▶ Task objective: Put every line from the one containing "Each <instance> block" down to the one containing "positive clicks: (255, 128)", both included, into a JSON list of strings with one string per line and no blank lines. Include only these lines from the listing.
──────── Data excerpts
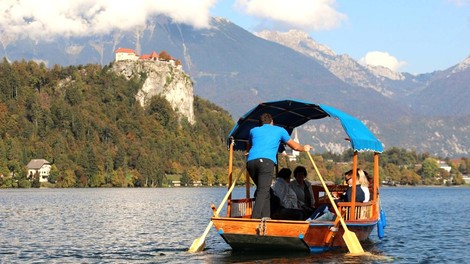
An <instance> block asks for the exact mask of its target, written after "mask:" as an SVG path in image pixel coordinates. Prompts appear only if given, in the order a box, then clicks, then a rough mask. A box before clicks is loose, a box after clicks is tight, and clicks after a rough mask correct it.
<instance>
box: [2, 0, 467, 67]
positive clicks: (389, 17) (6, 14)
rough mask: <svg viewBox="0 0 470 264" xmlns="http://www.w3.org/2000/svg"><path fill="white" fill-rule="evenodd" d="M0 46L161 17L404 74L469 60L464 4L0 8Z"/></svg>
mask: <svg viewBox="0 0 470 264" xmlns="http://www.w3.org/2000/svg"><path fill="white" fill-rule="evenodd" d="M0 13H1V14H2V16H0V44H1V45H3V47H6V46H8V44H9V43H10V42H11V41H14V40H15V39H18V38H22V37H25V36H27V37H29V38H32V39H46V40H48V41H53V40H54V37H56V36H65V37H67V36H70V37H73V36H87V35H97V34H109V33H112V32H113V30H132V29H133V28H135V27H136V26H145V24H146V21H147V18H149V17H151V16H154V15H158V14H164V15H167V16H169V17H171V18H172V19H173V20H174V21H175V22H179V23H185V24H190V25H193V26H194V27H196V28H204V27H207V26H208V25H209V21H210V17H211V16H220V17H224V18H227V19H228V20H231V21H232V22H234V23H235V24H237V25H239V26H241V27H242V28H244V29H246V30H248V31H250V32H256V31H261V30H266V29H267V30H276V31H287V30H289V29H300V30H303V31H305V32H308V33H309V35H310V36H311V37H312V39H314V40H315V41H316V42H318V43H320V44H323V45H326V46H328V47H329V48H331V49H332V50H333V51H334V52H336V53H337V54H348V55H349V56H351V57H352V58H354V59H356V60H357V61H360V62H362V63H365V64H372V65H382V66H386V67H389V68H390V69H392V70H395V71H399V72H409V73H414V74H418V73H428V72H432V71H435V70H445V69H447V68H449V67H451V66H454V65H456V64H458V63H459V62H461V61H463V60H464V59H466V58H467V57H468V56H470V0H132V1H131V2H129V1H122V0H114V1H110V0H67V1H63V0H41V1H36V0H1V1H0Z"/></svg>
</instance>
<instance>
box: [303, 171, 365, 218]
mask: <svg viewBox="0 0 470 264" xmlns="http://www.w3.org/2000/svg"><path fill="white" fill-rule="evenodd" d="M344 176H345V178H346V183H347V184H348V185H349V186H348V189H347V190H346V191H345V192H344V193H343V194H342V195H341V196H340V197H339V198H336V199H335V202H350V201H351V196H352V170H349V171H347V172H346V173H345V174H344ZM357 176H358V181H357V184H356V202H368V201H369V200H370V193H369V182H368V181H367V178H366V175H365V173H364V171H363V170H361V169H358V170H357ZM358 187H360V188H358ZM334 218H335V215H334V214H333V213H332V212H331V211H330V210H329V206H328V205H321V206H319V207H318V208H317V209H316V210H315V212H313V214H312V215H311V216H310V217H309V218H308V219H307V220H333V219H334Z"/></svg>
────────────────
──────── Data excerpts
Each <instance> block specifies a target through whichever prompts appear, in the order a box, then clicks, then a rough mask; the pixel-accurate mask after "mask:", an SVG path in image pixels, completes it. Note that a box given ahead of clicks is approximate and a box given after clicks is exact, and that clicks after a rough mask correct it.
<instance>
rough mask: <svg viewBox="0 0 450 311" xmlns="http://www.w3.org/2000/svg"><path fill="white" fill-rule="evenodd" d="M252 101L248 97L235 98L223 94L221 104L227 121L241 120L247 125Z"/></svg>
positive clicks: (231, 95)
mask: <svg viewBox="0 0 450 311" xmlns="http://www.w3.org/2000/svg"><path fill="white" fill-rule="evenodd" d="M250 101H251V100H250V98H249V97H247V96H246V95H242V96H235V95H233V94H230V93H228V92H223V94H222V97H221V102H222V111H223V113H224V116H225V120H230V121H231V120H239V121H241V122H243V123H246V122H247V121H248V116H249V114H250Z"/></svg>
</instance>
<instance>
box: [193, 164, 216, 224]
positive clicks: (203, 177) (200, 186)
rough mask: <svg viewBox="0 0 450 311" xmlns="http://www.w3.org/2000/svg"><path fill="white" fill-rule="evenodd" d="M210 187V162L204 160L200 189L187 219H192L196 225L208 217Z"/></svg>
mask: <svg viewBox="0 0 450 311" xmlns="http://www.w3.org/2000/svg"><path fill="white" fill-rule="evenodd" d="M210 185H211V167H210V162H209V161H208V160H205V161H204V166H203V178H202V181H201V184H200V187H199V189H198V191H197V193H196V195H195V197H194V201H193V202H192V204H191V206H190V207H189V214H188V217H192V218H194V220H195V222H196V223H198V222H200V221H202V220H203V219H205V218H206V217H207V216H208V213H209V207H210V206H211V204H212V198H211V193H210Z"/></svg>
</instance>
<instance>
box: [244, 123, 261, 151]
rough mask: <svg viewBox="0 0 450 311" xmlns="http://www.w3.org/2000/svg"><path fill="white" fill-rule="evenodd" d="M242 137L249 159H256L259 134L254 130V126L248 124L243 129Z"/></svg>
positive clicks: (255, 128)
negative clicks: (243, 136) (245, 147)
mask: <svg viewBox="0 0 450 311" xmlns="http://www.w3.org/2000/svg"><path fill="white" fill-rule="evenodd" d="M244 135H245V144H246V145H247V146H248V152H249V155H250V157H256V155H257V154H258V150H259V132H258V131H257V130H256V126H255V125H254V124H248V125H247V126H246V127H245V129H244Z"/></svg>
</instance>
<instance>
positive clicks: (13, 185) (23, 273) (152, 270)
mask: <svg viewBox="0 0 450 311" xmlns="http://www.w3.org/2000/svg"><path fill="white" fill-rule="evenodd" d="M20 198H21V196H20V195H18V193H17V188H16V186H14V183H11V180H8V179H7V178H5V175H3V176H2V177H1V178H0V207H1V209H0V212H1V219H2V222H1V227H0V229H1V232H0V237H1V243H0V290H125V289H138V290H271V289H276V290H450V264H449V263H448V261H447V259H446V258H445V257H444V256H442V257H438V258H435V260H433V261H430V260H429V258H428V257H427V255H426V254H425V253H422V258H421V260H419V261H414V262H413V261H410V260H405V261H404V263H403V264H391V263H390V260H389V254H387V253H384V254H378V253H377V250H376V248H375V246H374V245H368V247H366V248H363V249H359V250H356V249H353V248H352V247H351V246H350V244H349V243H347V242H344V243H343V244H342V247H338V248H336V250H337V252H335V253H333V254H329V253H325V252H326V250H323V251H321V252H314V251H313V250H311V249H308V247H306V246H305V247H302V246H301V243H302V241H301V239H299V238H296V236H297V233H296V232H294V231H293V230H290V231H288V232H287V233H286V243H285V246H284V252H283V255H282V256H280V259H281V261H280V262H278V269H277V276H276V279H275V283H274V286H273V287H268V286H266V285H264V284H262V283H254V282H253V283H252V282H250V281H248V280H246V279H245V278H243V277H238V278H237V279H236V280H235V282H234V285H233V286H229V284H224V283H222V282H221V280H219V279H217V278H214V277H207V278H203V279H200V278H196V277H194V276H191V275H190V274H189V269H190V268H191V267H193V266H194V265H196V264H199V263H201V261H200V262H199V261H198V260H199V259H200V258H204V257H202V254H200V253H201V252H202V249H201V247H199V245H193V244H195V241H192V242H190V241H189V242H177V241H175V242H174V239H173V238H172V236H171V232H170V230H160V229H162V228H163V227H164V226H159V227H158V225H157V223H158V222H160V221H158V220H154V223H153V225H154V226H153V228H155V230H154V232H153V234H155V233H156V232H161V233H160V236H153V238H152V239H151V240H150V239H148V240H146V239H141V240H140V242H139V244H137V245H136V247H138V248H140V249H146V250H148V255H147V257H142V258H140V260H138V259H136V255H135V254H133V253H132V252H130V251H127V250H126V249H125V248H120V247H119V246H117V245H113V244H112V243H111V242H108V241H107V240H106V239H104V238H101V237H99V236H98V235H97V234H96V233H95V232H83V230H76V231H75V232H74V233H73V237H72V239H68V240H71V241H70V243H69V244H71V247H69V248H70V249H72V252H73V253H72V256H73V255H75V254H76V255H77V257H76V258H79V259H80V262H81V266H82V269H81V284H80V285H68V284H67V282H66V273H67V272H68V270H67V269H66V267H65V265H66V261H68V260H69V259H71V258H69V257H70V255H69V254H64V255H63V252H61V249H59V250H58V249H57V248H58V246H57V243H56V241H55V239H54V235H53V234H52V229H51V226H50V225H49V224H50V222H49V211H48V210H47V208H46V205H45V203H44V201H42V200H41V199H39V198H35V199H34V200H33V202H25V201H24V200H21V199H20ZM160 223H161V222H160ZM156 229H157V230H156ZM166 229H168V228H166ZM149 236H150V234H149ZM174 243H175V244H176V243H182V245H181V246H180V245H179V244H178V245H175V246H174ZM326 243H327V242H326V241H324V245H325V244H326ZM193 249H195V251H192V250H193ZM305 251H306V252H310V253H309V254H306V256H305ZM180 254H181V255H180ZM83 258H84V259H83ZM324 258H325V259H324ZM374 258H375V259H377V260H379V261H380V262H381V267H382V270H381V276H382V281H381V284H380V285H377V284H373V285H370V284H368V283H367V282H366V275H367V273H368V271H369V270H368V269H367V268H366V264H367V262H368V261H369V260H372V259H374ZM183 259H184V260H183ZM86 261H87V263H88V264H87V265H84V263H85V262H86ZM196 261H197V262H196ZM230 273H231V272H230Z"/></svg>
────────────────
▶ Output for this task:
[
  "Each <instance> block specifies a target through whichever prompts appear, in the order a box, then clicks, then a rough mask; the pixel-accurate mask after \"mask:\", an SVG path in image pixels, completes it. Note that a box given ahead of clicks is approximate and a box given after clicks is exact, and that clicks after a rough mask correct it.",
  "<instance>",
  "rough mask: <svg viewBox=\"0 0 450 311\" xmlns=\"http://www.w3.org/2000/svg\"><path fill=\"white\" fill-rule=\"evenodd\" d=\"M252 101L248 97L235 98L223 94L221 104L227 121L241 120L247 125Z\"/></svg>",
  "positive clicks: (231, 95)",
  "mask: <svg viewBox=\"0 0 450 311\" xmlns=\"http://www.w3.org/2000/svg\"><path fill=\"white\" fill-rule=\"evenodd\" d=\"M250 101H251V100H250V98H249V97H247V96H246V95H242V96H235V95H233V94H230V93H228V92H223V94H222V97H221V102H222V111H223V113H224V116H225V120H230V121H231V120H239V121H241V122H243V123H246V122H247V121H248V116H249V114H250Z\"/></svg>",
  "</instance>",
  "<instance>",
  "box: [193, 164, 216, 224]",
  "positive clicks: (203, 177) (200, 186)",
  "rough mask: <svg viewBox=\"0 0 450 311\" xmlns=\"http://www.w3.org/2000/svg\"><path fill=\"white\" fill-rule=\"evenodd\" d=\"M210 187V162L204 160L200 189L187 219H192L196 225L208 217Z\"/></svg>",
  "mask: <svg viewBox=\"0 0 450 311\" xmlns=\"http://www.w3.org/2000/svg\"><path fill=\"white\" fill-rule=\"evenodd\" d=\"M210 185H211V167H210V162H209V161H208V160H205V161H204V166H203V178H202V181H201V184H200V187H199V189H198V191H197V193H196V195H195V197H194V201H193V202H192V204H191V206H190V207H189V214H188V217H192V218H194V220H195V222H196V223H198V222H200V221H202V220H203V219H205V218H206V217H207V216H208V213H209V207H210V206H211V204H212V198H211V193H210Z\"/></svg>",
  "</instance>",
  "<instance>",
  "box: [244, 123, 261, 151]",
  "rough mask: <svg viewBox=\"0 0 450 311\" xmlns=\"http://www.w3.org/2000/svg\"><path fill=\"white\" fill-rule=\"evenodd\" d=\"M242 137L249 159H256L259 134L254 130V126L248 124L243 129Z\"/></svg>",
  "positive clicks: (255, 128)"
]